### Your objective
Among the lines of the data, copy those that hold "here".

### Recorded data
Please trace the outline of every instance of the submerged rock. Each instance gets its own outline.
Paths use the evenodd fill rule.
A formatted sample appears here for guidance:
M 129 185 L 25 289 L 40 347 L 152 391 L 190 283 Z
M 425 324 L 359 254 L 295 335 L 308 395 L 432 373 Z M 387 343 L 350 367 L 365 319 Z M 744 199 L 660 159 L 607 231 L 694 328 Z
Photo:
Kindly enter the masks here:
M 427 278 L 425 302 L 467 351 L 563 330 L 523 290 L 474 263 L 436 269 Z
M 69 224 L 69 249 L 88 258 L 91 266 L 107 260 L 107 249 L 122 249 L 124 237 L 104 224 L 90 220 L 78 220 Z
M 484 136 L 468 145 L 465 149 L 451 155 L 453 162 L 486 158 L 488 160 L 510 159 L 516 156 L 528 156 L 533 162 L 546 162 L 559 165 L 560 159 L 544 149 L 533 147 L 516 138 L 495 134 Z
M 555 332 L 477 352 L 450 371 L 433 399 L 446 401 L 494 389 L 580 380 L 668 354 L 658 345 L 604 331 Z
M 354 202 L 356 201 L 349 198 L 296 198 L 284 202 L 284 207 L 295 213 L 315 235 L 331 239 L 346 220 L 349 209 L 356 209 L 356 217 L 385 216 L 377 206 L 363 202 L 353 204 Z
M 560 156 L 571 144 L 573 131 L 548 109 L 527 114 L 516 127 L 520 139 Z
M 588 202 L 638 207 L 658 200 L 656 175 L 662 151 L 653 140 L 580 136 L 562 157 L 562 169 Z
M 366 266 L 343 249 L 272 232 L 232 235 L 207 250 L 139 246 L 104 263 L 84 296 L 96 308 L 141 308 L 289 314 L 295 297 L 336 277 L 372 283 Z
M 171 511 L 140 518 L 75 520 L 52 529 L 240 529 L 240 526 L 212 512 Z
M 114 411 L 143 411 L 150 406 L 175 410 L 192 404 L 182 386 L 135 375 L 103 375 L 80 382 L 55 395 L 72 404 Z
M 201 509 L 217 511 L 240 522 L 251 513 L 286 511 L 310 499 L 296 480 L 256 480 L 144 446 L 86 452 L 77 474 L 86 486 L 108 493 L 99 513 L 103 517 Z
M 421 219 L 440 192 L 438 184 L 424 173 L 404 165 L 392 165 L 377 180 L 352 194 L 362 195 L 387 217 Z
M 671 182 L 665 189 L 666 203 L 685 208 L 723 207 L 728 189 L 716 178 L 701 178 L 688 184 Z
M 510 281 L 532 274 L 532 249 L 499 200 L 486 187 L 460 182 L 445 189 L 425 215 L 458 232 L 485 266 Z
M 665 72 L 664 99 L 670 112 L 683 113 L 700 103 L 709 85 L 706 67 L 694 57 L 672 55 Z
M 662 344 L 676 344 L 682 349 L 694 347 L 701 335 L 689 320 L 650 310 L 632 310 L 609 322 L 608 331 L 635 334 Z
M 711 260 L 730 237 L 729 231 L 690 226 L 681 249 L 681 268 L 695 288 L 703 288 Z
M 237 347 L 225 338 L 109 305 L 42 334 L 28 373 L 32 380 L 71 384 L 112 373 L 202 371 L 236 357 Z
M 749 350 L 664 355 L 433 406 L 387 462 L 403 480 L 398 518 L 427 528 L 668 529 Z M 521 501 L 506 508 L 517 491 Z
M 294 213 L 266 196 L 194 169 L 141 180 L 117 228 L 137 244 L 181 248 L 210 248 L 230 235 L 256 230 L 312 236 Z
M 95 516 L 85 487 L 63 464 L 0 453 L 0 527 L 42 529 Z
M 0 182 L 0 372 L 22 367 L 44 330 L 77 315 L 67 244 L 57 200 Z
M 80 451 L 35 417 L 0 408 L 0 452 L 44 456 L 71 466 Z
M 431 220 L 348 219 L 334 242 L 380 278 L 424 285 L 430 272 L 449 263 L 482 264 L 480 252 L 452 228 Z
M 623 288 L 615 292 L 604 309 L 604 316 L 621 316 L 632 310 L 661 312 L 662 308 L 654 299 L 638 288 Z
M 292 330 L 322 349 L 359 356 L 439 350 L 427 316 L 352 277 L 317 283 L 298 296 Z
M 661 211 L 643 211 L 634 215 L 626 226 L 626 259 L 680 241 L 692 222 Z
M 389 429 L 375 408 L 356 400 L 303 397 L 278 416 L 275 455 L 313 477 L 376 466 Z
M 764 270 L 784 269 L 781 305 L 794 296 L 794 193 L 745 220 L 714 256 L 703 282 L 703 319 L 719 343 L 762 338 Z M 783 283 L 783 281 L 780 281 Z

### Solved problem
A formatted sample appears here for guidance:
Kindly enter the masks here:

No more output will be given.